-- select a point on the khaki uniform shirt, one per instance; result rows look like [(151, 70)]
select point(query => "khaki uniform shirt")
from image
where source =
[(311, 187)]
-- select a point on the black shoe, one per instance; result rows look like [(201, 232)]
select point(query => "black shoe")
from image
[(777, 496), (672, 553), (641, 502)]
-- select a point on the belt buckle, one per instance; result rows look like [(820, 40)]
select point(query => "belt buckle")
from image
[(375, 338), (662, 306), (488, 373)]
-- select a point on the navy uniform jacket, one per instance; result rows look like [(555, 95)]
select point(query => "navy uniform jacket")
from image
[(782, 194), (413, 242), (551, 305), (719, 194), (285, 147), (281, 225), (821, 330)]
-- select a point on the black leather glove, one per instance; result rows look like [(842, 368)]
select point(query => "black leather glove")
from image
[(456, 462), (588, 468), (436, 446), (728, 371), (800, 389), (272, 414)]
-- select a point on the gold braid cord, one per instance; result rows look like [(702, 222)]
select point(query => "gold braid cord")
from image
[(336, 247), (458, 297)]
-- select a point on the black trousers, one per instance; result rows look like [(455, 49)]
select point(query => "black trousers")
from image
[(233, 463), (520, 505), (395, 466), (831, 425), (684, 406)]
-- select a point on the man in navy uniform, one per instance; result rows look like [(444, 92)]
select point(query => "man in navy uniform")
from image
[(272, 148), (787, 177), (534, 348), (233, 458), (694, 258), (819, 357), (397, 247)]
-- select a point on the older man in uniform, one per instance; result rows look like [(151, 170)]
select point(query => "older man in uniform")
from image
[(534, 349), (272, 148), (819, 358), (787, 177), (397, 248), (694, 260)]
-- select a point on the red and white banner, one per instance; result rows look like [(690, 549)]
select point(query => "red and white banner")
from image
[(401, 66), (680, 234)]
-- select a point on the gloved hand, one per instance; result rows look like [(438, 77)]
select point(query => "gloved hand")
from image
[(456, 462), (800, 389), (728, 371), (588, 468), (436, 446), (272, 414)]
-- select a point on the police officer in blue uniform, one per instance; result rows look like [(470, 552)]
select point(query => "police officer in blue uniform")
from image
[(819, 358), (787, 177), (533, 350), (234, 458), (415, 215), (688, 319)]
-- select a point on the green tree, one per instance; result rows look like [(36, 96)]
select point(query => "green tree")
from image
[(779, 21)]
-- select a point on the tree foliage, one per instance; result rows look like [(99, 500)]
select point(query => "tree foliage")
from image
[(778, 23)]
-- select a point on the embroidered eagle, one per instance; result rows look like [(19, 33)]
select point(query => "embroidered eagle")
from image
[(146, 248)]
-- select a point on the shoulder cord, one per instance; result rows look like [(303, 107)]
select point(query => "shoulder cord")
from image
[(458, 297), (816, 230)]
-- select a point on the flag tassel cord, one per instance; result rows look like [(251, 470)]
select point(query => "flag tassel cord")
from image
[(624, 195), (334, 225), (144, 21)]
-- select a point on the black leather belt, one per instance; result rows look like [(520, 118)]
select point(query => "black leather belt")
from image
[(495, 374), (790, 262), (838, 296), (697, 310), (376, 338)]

*-*-*

* REQUIRED ACTION: Please copy out every entry word for word.

* SOLUTION TO THE PROBLEM:
-- select a point on the khaki uniform shirt, one per instance; result rows look like [(151, 70)]
select point(query => "khaki uniform shirt")
from image
where source =
[(311, 187)]
-- select a point on the black shoe, one per instance; result rows look like [(201, 232)]
select point(query => "black shoe")
from image
[(777, 496), (672, 553), (641, 502)]
-- select a point on the belt buckle, one per instance; result rows look like [(820, 40)]
select point(query => "belt buckle")
from image
[(375, 338), (662, 306), (488, 373)]
-- select a point on the navy uniform jacket, one per instance; result rows look like [(555, 95)]
select point(query => "navy uniform jacket")
from image
[(782, 194), (413, 242), (551, 305), (719, 194), (285, 147), (281, 225), (821, 330)]
-- select a point on the black leather glove, one per instance; result rows look like [(842, 368)]
select point(query => "black leather glove")
from image
[(456, 462), (588, 468), (436, 446), (728, 371), (800, 389), (272, 414)]
-- select a point on the gold braid cord, one per instance; result rows look like [(702, 222)]
select point(query => "gold braid cord")
from image
[(336, 247), (458, 297)]
-- select a point on the black trousers, one per instance; result rows look like [(455, 49)]
select point(query => "black trousers")
from image
[(233, 463), (520, 505), (395, 466), (831, 425), (684, 406)]
-- select a point on the man in navy uniform, one per instance; result rows look like [(444, 92)]
select point(query => "man in navy uniform")
from image
[(272, 148), (787, 177), (534, 348), (233, 458), (694, 258), (819, 357), (397, 247)]
-- select a point on the older man in uniform, one per instance; result rows look like [(151, 170)]
select point(query => "older man in uniform")
from image
[(534, 349), (272, 148), (819, 358), (787, 177), (397, 248), (694, 260)]
-- select a point on the red and white banner, one per instance; result rows look like [(690, 549)]
select point(query => "red and white banner")
from image
[(401, 66), (680, 234)]
-- select a point on the gloved hand, one per instance; result rows look like [(438, 77)]
select point(query => "gloved hand")
from image
[(456, 462), (800, 389), (728, 371), (588, 468), (436, 446), (272, 414)]
-- select a point on the police officer in blue uniform, one per instance; result rows look like [(470, 552)]
select point(query => "police officer in blue uniform")
from image
[(819, 358), (787, 177), (533, 350), (234, 458), (415, 215), (688, 319)]
-- select a point on the green tree, one per instance; result rows look like [(36, 96)]
select point(query => "green tree")
from image
[(779, 21)]
-- select a point on the tree foliage, one per instance; result rows look like [(99, 500)]
select point(query => "tree foliage")
from image
[(778, 23)]
-- select a point on the embroidered eagle, one per instance; result rows look like [(19, 33)]
select point(query => "embroidered eagle")
from image
[(146, 248)]
-- select a point on the shoulder cord, one per instance; result rows look like [(303, 107)]
select point(query => "shoulder cord")
from image
[(458, 297), (816, 230)]
-- select a point on the flag tassel cord, one per instance; result rows look like [(251, 470)]
select point(query => "flag tassel cord")
from image
[(624, 195), (334, 225), (144, 21)]
-- select a point on the black leather belt, one per instance; result rows look like [(520, 118)]
select point(query => "black leather belt")
from image
[(495, 374), (790, 262), (838, 296), (697, 310), (376, 338)]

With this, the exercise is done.